[Material shown Boundary: Start]

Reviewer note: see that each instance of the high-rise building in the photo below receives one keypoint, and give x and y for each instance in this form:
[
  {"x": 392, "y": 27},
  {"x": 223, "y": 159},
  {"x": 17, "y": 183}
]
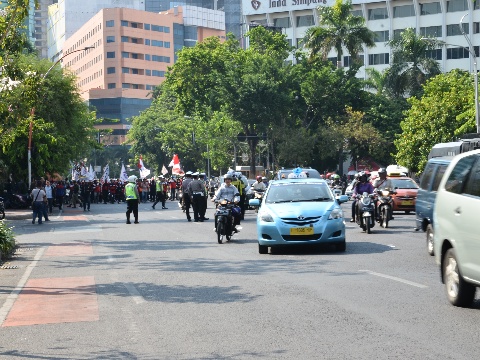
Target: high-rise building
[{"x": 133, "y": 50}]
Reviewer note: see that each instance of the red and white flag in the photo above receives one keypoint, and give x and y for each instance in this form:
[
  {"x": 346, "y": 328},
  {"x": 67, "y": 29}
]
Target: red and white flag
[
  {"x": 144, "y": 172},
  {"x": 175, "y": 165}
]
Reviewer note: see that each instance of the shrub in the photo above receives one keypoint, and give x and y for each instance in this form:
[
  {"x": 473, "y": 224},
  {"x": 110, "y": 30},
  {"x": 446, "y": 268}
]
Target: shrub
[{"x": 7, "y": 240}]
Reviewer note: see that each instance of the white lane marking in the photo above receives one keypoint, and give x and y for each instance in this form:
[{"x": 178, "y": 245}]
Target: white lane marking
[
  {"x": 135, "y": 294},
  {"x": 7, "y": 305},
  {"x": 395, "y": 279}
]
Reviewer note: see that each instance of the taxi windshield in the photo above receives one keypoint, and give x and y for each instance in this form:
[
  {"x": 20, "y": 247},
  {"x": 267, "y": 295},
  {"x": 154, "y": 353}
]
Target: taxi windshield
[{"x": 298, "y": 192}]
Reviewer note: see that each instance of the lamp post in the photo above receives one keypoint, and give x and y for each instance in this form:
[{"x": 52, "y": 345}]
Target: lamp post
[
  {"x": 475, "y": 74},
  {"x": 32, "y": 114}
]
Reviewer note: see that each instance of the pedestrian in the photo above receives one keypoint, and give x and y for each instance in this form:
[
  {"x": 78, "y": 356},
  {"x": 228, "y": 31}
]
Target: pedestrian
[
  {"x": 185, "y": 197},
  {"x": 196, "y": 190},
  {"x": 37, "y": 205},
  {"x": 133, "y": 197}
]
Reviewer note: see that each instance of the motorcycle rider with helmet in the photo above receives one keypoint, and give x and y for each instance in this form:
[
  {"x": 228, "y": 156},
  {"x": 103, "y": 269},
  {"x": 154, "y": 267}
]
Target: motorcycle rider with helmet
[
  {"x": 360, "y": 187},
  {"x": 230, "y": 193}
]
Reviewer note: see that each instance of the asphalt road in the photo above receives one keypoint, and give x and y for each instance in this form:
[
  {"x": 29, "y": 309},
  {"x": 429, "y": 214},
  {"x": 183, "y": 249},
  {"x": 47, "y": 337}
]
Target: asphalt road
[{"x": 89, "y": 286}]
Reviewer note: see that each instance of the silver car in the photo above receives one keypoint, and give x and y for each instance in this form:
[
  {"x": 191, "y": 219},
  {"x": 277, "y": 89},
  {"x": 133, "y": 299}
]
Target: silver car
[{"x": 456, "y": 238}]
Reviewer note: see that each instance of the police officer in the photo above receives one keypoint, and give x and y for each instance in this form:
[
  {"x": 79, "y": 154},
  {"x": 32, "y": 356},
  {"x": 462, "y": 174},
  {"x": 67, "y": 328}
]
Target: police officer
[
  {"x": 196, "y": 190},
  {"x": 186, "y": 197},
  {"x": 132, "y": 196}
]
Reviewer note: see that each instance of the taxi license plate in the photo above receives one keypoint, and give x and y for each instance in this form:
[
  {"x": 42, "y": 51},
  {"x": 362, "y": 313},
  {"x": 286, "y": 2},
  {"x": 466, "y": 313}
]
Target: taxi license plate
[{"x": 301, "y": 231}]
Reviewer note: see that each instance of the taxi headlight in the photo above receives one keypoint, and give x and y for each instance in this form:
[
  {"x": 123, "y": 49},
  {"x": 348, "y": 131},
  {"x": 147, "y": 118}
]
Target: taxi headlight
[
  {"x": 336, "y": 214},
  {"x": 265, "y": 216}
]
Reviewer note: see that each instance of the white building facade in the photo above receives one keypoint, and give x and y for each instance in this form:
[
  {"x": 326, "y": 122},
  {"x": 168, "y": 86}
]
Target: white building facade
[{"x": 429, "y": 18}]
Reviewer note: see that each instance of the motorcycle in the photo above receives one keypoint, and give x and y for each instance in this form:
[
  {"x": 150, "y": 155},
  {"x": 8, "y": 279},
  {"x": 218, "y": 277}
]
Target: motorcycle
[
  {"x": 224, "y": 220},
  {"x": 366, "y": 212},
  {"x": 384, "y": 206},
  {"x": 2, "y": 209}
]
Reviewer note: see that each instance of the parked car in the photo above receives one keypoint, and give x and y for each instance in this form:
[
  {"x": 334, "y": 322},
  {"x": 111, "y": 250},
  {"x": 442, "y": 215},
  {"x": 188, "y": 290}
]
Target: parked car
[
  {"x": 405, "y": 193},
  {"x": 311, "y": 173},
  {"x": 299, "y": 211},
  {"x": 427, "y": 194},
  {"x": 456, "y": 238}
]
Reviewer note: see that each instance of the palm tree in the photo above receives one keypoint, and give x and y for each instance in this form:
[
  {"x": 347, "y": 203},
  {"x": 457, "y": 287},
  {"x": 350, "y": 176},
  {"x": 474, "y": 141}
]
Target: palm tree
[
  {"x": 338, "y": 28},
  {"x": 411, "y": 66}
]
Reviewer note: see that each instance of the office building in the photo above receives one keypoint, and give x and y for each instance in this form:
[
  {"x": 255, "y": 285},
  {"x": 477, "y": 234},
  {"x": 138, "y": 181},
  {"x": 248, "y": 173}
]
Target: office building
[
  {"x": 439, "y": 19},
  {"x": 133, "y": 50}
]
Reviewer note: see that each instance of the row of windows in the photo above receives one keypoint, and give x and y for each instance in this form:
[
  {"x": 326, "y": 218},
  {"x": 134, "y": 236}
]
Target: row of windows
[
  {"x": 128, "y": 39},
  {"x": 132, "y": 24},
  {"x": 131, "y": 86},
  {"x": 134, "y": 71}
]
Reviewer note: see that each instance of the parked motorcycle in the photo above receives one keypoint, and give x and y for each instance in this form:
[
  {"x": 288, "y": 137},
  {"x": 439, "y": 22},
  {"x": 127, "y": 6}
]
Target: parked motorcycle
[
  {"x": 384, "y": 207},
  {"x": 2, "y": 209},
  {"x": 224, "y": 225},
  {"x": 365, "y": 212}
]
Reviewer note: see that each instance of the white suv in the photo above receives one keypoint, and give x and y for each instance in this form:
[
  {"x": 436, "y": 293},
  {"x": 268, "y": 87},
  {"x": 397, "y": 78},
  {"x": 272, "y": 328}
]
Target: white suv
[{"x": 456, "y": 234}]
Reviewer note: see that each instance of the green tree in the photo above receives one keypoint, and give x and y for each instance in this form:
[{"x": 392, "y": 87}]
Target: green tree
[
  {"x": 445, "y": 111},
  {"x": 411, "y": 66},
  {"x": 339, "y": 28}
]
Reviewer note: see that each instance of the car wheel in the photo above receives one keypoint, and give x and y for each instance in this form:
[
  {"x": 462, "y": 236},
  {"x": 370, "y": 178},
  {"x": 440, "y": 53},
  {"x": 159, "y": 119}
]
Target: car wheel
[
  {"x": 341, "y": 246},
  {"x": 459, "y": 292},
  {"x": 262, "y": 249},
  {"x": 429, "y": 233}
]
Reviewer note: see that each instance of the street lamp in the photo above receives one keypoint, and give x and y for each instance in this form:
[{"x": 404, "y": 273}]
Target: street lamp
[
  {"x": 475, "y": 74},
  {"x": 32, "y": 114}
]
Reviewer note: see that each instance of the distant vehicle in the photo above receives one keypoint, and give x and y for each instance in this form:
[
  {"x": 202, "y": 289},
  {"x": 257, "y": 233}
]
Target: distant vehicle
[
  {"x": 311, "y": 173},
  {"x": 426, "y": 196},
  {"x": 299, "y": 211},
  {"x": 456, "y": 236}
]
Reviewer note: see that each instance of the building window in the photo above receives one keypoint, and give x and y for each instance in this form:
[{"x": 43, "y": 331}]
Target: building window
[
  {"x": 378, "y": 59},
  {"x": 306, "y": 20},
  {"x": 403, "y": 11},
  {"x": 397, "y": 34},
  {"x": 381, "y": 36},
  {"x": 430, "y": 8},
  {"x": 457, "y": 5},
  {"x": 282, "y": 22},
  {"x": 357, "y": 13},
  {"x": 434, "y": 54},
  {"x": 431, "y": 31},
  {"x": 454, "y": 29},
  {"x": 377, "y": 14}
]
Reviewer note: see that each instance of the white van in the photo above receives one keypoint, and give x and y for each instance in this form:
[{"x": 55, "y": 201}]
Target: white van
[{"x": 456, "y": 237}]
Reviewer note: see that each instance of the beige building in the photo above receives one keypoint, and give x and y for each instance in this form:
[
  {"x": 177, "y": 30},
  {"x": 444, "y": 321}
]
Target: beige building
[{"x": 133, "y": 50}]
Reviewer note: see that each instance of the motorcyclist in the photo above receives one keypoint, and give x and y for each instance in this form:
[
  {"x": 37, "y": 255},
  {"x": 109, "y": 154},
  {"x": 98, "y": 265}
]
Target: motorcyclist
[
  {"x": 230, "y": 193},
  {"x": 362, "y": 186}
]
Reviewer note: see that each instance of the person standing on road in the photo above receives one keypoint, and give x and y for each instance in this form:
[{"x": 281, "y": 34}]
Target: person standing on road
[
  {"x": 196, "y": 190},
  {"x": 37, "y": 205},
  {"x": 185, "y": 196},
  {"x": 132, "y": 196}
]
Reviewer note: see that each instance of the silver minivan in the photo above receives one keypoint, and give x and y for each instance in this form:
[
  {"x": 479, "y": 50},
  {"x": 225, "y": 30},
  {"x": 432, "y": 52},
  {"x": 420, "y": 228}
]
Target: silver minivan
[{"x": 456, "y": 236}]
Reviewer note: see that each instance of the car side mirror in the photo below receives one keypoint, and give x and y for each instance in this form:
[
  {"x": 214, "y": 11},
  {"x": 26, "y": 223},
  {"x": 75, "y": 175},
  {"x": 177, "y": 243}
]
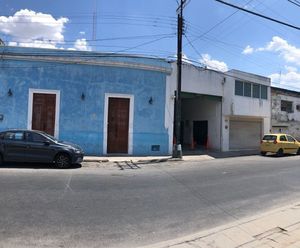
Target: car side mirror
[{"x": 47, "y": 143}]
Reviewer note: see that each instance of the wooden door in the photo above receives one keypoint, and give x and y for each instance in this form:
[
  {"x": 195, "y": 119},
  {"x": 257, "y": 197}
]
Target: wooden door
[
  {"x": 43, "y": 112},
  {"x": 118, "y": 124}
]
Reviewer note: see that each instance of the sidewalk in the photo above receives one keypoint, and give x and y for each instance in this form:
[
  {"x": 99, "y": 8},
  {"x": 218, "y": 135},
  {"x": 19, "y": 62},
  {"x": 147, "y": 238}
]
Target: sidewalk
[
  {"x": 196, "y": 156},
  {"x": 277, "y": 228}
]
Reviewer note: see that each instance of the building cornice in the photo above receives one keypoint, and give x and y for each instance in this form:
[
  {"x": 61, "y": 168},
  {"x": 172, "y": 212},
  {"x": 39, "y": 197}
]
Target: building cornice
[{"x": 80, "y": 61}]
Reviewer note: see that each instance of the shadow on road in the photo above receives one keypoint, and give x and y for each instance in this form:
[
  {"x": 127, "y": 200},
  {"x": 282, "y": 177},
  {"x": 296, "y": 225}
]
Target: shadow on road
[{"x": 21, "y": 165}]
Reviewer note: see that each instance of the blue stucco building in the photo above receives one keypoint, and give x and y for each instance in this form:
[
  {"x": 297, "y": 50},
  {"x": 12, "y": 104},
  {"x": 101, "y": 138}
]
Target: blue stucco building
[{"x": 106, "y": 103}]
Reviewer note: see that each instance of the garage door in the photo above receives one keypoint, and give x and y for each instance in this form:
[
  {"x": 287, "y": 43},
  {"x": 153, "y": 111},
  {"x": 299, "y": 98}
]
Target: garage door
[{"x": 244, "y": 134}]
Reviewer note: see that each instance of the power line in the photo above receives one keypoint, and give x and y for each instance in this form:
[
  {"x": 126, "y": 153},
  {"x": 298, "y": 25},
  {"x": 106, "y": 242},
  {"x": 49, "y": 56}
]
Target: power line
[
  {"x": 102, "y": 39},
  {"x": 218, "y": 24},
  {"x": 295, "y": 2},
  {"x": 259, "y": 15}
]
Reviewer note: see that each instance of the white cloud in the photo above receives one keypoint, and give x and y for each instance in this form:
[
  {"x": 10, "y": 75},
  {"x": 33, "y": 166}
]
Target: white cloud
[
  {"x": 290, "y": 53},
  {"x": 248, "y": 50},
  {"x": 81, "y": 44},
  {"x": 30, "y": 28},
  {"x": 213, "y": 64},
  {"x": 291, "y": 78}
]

[Material shown Boundary: End]
[Material shown Boundary: Start]

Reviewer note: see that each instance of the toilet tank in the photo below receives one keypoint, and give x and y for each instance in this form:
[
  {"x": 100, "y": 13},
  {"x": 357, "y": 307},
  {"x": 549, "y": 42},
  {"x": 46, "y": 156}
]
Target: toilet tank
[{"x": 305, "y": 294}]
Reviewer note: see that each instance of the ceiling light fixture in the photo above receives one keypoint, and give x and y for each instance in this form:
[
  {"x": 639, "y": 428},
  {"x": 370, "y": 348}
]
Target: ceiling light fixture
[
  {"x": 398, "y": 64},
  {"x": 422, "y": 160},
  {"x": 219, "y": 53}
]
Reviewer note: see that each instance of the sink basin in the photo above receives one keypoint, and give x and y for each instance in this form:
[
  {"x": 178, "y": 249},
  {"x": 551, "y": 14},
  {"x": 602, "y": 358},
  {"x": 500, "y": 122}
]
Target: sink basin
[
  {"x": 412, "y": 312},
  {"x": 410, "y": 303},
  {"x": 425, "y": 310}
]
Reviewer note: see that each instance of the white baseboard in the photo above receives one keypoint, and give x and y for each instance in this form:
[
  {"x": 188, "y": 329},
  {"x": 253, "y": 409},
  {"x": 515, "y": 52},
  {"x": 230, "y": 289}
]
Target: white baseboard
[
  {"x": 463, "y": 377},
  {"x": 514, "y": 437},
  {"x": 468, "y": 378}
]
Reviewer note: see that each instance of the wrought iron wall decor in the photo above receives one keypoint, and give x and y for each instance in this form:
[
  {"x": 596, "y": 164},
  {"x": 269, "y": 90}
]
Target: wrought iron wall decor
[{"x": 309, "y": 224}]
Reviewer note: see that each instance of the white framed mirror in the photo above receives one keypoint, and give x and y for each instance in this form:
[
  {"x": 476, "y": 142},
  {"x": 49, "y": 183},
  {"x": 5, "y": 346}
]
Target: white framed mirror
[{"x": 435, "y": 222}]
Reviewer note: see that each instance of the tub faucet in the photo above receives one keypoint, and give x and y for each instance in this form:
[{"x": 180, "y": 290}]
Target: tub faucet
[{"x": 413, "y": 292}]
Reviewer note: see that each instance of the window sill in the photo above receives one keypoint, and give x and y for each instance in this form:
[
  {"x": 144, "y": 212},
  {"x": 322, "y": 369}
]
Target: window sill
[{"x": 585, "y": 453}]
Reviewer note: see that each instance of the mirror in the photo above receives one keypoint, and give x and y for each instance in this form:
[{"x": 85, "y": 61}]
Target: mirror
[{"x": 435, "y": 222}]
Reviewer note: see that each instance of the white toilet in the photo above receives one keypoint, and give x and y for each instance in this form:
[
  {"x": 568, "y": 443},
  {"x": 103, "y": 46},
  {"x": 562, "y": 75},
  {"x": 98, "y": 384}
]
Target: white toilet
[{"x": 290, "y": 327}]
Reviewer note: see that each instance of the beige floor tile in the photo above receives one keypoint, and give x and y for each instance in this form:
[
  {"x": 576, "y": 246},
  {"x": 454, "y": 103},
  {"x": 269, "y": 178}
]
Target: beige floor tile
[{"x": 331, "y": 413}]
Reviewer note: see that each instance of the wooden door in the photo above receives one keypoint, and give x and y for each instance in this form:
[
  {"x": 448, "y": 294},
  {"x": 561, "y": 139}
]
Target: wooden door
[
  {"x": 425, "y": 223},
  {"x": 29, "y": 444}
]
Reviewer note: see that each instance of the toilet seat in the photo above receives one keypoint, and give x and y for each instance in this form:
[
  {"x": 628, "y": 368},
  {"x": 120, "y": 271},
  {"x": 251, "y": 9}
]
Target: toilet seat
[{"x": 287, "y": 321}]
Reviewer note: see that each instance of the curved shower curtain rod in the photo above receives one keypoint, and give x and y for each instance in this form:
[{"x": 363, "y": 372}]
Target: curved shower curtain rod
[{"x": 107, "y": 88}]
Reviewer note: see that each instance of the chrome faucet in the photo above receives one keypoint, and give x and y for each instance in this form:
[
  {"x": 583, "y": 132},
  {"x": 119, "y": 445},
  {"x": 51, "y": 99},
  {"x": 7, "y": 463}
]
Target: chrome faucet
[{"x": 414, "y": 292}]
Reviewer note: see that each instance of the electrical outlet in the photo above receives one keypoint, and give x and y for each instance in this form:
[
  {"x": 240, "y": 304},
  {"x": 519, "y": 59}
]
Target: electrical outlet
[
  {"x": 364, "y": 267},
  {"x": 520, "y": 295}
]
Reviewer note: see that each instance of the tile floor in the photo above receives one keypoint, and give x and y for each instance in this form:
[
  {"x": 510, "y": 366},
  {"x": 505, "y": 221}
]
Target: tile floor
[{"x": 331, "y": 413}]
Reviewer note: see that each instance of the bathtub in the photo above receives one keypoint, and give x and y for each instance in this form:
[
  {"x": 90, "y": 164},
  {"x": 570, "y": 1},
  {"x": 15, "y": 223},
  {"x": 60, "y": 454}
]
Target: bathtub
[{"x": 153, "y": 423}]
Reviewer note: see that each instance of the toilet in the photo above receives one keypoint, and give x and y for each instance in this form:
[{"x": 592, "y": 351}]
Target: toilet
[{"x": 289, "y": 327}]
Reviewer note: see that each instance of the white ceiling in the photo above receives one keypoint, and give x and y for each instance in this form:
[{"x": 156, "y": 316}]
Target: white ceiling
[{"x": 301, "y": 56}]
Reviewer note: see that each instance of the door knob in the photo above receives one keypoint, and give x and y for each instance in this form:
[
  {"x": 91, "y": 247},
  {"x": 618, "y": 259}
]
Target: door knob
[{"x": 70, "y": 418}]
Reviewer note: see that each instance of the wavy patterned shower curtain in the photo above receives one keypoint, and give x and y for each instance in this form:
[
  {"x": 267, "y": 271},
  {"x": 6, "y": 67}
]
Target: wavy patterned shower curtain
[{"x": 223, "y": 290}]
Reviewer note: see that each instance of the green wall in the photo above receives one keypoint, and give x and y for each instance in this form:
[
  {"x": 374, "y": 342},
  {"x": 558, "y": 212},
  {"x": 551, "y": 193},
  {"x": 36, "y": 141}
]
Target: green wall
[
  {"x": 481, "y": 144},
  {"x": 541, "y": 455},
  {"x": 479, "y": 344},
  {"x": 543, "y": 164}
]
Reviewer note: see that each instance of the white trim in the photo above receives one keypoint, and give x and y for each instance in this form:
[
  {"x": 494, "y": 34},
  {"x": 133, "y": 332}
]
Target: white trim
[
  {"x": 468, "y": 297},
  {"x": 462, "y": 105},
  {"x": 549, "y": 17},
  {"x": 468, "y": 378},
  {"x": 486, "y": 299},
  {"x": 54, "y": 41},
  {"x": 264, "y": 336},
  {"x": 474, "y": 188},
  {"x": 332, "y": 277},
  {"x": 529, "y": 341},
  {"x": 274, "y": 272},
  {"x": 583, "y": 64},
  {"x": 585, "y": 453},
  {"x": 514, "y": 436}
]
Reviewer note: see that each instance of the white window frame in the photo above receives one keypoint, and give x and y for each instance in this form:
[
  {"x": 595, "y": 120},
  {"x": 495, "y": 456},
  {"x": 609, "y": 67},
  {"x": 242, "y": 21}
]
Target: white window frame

[Material shown Boundary: End]

**What the task asks:** Return every line from the entries that holds the string "below".

**Exercise result:**
Reviewer note: see that each instance of the high-rise building in the photo below receives one keypoint, and give x and y for each instance in this form:
Reviewer note: see that each instance of the car side mirror in the photo below receives one keypoint, and give x and y for each instance in this form:
Reviewer note: see that each instance of the toilet tank in the photo below receives one keypoint, and give x and y for each instance in this form:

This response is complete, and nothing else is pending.